__Data items__
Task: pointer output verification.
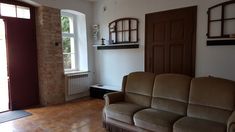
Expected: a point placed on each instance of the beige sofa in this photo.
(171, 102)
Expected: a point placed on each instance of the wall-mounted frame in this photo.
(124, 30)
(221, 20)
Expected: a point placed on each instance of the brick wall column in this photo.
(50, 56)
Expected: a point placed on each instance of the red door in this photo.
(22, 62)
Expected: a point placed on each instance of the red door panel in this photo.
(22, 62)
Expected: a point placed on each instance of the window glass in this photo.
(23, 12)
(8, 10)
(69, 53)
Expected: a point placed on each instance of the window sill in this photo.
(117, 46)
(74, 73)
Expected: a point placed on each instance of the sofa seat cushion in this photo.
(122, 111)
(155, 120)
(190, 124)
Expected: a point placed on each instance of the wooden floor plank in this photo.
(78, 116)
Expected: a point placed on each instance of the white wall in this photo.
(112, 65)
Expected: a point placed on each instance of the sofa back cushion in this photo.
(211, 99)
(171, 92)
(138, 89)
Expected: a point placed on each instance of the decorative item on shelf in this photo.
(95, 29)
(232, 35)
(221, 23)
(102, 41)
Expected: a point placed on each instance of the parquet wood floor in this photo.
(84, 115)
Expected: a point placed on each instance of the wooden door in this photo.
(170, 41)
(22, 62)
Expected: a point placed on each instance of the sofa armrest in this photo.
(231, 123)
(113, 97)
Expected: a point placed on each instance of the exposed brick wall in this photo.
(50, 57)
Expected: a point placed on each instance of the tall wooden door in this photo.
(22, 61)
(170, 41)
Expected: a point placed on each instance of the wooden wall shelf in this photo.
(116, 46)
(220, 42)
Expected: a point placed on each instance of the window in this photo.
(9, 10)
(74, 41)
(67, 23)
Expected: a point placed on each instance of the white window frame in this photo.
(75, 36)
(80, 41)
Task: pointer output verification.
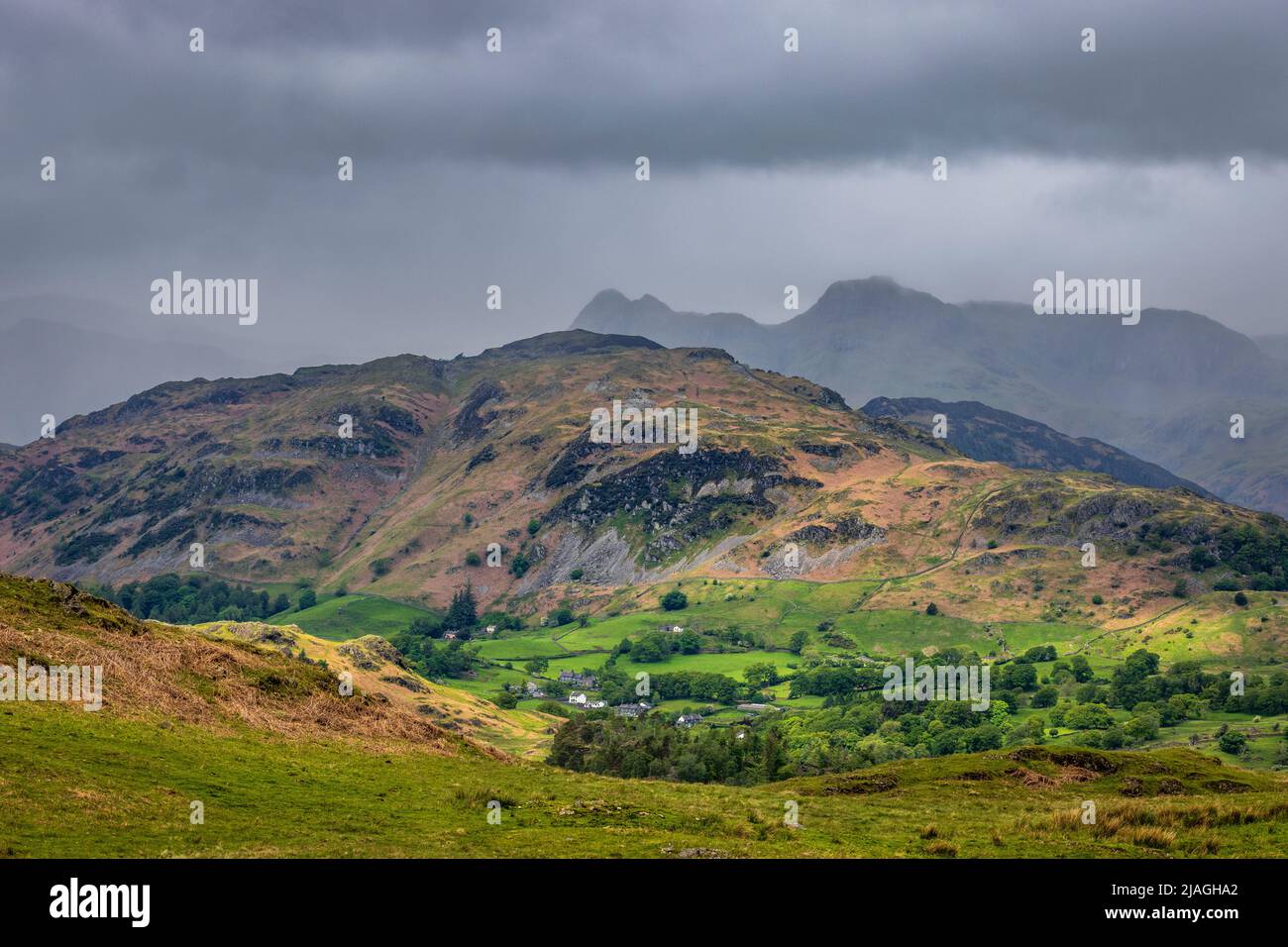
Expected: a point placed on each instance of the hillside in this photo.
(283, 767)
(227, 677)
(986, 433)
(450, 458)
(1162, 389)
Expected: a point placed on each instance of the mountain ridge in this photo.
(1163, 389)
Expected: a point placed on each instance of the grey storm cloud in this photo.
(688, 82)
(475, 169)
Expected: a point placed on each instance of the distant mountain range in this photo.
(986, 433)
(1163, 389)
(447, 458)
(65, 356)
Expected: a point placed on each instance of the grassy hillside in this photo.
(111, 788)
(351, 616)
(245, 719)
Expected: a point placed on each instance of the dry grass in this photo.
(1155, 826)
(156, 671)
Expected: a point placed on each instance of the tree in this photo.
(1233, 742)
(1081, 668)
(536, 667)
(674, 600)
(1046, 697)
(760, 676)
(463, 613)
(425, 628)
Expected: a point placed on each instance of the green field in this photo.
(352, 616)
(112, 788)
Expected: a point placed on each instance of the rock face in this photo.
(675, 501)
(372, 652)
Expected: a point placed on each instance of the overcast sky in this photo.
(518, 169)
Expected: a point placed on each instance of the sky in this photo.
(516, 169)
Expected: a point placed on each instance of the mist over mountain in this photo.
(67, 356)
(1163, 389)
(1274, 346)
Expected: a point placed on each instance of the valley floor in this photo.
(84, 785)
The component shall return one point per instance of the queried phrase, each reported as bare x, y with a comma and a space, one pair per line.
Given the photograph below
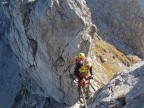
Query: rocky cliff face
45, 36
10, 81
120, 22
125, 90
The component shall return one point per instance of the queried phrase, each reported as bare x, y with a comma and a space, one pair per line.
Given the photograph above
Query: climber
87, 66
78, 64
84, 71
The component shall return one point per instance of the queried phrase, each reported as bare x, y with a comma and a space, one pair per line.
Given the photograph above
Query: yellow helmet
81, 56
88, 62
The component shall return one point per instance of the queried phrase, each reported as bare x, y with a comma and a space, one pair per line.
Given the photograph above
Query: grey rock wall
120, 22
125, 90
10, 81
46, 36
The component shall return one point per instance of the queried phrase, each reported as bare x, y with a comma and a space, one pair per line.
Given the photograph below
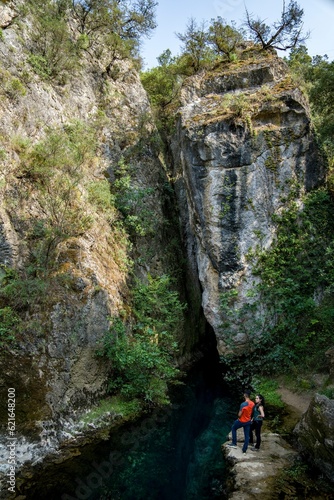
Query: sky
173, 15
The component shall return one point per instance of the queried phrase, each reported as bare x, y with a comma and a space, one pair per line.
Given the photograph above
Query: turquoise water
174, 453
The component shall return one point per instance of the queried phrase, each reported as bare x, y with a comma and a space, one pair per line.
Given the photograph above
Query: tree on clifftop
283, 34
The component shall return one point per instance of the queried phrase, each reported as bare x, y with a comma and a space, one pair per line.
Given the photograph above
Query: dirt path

__YOUR TASK__
Would you give the records again exactly, dropping the pictures?

__THE COMPLETED TASK__
Task: pointer output verification.
Expected: a point placed on each instance of the beige sofa in this photo.
(171, 102)
Expected: a point placed on each instance of the wall-mounted frame in this photo.
(124, 30)
(221, 20)
Expected: a point placed on each instance of the brick wall column in this photo.
(50, 56)
Expected: a point placed on each instance of the red door in this photo.
(22, 62)
Expected: a point placed on each instance of the red door panel in this photo.
(22, 62)
Expected: a point placed on each instance of the window glass in this photo.
(23, 12)
(8, 10)
(69, 53)
Expected: a point placed on each instance of the window sill in this photo.
(117, 46)
(74, 73)
Expected: a point placed on each instance of the sofa seat cushion in this photo.
(122, 111)
(155, 120)
(190, 124)
Expected: a point placed on each instance of the wooden floor plank in this photo.
(78, 116)
Expected: a point placed on each instance of the white wall in this photo.
(112, 65)
Expected: a point placed on each instance of the sofa back cushion in this photo.
(211, 99)
(171, 92)
(138, 89)
Expected: a point placed on each instance of the decorative item on shelf in this photo.
(95, 29)
(232, 35)
(221, 23)
(102, 41)
Expected: a point placed on each instance of the parquet wood floor in this photo.
(84, 115)
Expected: a point placed on each instance of the wooden door in this photo.
(170, 41)
(22, 62)
Expected: a point placed on each instance of the sofa armrest in this photo.
(231, 123)
(113, 97)
Expected: a point placed on each instance of the exposed brick wall in this photo.
(50, 57)
Expected: a point placed on each instance of the tall wooden door in this photo.
(22, 61)
(170, 41)
Expected: a point placed on each instance of the wooden wall shelf in this photo.
(116, 46)
(220, 42)
Expected: a point placed on each instance of the window in this photo.
(9, 10)
(74, 41)
(67, 23)
Expected: a point placed on each instance of the white window frame in this photo.
(75, 36)
(80, 41)
Task: pointer output verification.
Expected: a point placed on each instance of the hillside in this photo.
(283, 767)
(227, 677)
(986, 433)
(450, 458)
(1162, 389)
Expected: a point placed on each instance of the mountain ridge in this photo.
(1163, 389)
Expected: a point placed on each instance of the grey storm cloud in this photo.
(688, 82)
(475, 169)
Expected: a point placed on each instance of the distant mountain range in this photo.
(986, 433)
(1163, 389)
(447, 458)
(65, 356)
Expected: a point placed on each instance of the grassy hillside in this photo.
(111, 788)
(351, 616)
(245, 719)
Expected: a point placed on each instance of the dry grass in this photo.
(1155, 826)
(156, 671)
Expected: a point placed on each instance of the tree in this photo.
(1233, 742)
(1081, 668)
(536, 667)
(674, 600)
(1046, 697)
(760, 676)
(463, 613)
(425, 628)
Expected: a point placed on each instance of the green field in this photo.
(352, 616)
(112, 788)
Expected: a point placed on each instance of the rock face in this photo.
(675, 501)
(372, 652)
Expected: a point placed on each instance of the overcast sky in this photo.
(518, 169)
Expected: a point placed on each instance of the sky in this photo.
(516, 169)
Expected: a point placed on each instance of the mist over mountain in this photo.
(67, 356)
(1163, 389)
(1274, 346)
Expected: a point placed on each instance of the valley floor in this photo.
(84, 785)
The component shall return one point per instance of the queried phrase, each reported as bare x, y with a comma and a space, one pair per line.
Given the photograph below
Query: rocky cliff face
45, 36
10, 81
120, 22
125, 90
The component shall return one point per instance of the queried phrase, each reported as bare x, y with a comma and a space, one pair per line.
Given the photograph above
Query: climber
87, 66
78, 64
84, 71
The component shall return one point per instance of the queried phrase, each reported as bare x, y with a comma and a space, one pair per line.
Given the photograph above
Query: yellow helmet
81, 56
88, 62
The component shall return one point per instance of the queried phrase, each reported as bare x, y with a comma and a space, one pair per line.
Given the photograph above
Query: grey rock wall
120, 22
125, 90
10, 81
46, 36
The component shall return one point per instance of the queried phrase, each reported as bare x, y with a comma and a space, one pair per line.
Given the photograph below
Query: sky
173, 15
The component shall return one point per instance of the queried phrase, each reported as bare x, y with a comma and a space, one pair per line.
Given the photograph above
Query: turquoise water
174, 453
The component shall return one point per instance of the queried phrase, each reported as bare x, y with a comma and a space, one pair per line.
Given the photograph above
Query: tree on clifftop
283, 34
The component shall return one point per instance of the queried phrase, each reported as bare x, y with a comma and a space, one pair per line.
Given the photograph above
Query: dirt path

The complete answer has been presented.